10 Worst First Days For WWE Champions

To the winner goes the spoils. Or should that be spoiled? WWE's worst firsts, revisited...

Batista Injury
WWE

The thing about winning a massive shiny belt in professional wrestling is that - for better and worse - it is the accepted way of showing everybody that you are the best at it.

For those fans that absorb the action as 100% real, it's the symbol of elite-tier excellence for a babyface or being the most effective rule-breaker as a heel. A trophy that goes around your waist so you don't have to lug it everywhere but can still show it off. For those that enjoy the business side of the business, it's the sign to a talent from a booker or promoter that the wrestler can be trusted as the front face of the organisation, no matter what that responsibility entails.

Drawing houses, selling merchandise, managing the interview circuit well or simply getting the best numbers on a tweet. It can all count, and as the standard bearer, it usually all will.

A champion can be expected to carry more than just their belt, basically. If you're not the sort of person that thrives off pressure, this already sounds a little bit nightmarish. But wrestlers are built differently to mere mortals, and the risks they take on a nightly basis must presumably make all of this seem the best dragon to chase.

DATASET ENTRIES
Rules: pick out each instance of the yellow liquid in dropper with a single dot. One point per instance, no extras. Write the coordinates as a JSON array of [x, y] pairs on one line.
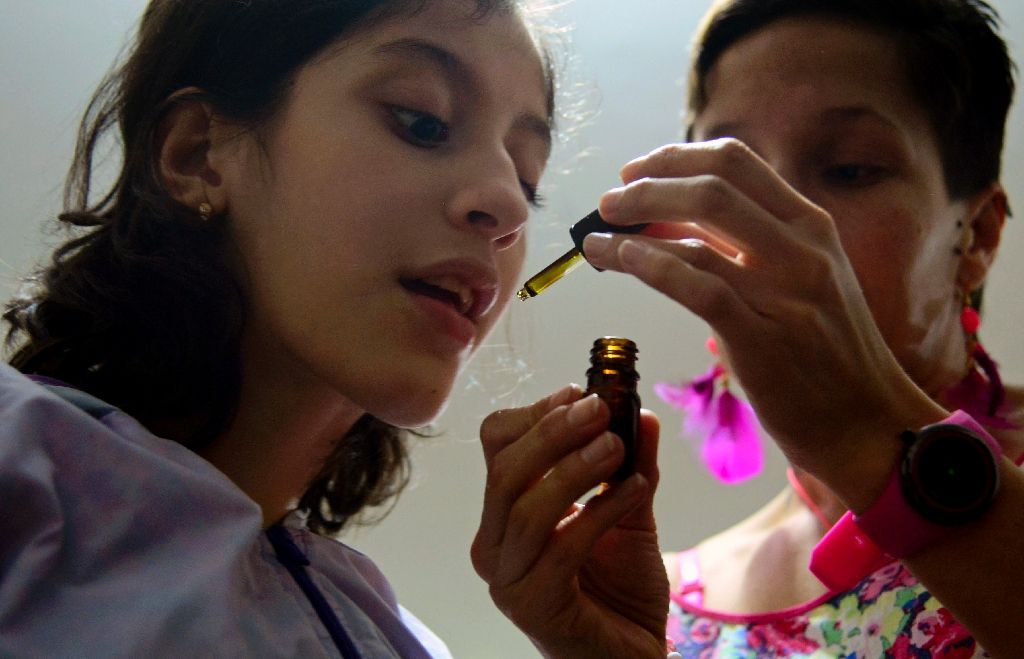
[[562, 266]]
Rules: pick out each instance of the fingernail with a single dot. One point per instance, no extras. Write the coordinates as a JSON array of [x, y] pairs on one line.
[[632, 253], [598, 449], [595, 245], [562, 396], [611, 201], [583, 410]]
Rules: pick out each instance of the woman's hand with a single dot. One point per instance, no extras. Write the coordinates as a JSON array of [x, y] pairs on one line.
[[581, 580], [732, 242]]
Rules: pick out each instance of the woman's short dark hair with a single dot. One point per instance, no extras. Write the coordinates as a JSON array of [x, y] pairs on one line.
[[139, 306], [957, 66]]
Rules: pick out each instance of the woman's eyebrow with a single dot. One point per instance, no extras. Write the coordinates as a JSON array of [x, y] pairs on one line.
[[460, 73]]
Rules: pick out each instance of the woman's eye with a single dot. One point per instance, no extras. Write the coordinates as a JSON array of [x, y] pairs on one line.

...

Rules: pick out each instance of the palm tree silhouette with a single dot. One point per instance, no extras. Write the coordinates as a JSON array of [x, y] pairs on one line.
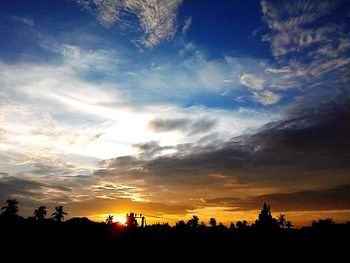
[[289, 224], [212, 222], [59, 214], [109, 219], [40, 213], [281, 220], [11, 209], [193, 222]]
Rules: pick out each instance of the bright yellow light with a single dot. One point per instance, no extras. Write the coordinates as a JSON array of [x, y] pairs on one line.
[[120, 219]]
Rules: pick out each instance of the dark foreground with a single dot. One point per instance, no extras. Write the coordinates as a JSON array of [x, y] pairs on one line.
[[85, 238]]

* * *

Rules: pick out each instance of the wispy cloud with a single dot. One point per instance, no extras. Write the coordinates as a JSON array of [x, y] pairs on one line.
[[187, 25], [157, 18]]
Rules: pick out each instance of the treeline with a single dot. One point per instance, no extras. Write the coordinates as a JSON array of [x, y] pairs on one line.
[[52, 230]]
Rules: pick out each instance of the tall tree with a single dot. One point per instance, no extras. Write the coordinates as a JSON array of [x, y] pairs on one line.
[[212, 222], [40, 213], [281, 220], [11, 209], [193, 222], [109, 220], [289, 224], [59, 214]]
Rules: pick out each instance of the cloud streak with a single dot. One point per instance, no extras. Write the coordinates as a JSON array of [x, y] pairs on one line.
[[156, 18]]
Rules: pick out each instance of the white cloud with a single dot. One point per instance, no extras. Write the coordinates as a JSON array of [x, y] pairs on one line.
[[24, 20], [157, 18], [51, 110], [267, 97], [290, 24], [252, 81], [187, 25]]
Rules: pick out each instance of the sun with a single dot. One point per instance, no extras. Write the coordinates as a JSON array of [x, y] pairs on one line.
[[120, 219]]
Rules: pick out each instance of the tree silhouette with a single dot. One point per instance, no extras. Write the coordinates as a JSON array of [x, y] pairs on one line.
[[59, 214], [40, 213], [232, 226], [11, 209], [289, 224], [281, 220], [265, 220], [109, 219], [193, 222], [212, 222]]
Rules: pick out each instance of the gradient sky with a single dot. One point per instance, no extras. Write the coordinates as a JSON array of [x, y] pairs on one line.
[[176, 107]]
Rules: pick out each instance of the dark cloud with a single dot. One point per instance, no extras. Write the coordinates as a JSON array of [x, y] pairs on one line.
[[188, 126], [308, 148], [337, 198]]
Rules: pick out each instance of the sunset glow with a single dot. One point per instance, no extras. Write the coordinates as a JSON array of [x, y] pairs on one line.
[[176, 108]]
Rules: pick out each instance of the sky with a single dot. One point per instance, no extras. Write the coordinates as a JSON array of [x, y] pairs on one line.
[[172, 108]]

TASK DESCRIPTION
Rewrite the passage of the WWE champions article between "For those fans" and "usually all will.", inclusive, swapping "babyface" for "fan favorite".

EXERCISE OUTPUT
For those fans that absorb the action as 100% real, it's the symbol of elite-tier excellence for a fan favorite or being the most effective rule-breaker as a heel. A trophy that goes around your waist so you don't have to lug it everywhere but can still show it off. For those that enjoy the business side of the business, it's the sign to a talent from a booker or promoter that the wrestler can be trusted as the front face of the organisation, no matter what that responsibility entails.

Drawing houses, selling merchandise, managing the interview circuit well or simply getting the best numbers on a tweet. It can all count, and as the standard bearer, it usually all will.